Instruction: Replace "stadium light tower" with "floodlight mast" in the lines starting at the first one and ending at the line containing "86 L 67 112". Write out only those lines, with nothing else in them altered.

────────────────────

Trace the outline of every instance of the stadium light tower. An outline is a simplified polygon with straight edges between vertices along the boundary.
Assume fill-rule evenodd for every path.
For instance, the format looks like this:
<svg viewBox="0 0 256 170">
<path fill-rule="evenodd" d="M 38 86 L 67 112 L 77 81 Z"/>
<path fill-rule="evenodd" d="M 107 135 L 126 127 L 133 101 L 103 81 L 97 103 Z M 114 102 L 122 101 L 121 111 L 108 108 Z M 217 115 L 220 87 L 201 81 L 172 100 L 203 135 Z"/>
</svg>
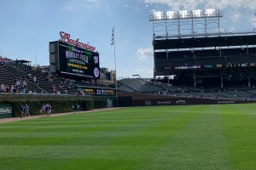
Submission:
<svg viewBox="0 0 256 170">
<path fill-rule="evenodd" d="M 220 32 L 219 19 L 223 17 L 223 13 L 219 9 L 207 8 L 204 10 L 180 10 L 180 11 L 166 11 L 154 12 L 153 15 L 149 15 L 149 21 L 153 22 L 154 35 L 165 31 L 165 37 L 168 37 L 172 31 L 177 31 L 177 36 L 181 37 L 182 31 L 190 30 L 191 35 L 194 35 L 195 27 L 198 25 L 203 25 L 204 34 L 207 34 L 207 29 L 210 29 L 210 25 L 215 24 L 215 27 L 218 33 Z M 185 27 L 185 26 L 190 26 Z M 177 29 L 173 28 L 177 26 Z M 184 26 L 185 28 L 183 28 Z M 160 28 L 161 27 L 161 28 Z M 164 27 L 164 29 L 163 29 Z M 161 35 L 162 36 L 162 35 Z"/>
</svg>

────────────────────

Exercise output:
Trace the outline of every instance of the floodlight mast. An outline is a simplified polygon with straight edges between vertices along the boundary.
Assume fill-rule evenodd for every path.
For instance, the format looks like this:
<svg viewBox="0 0 256 170">
<path fill-rule="evenodd" d="M 38 86 L 67 112 L 77 81 Z"/>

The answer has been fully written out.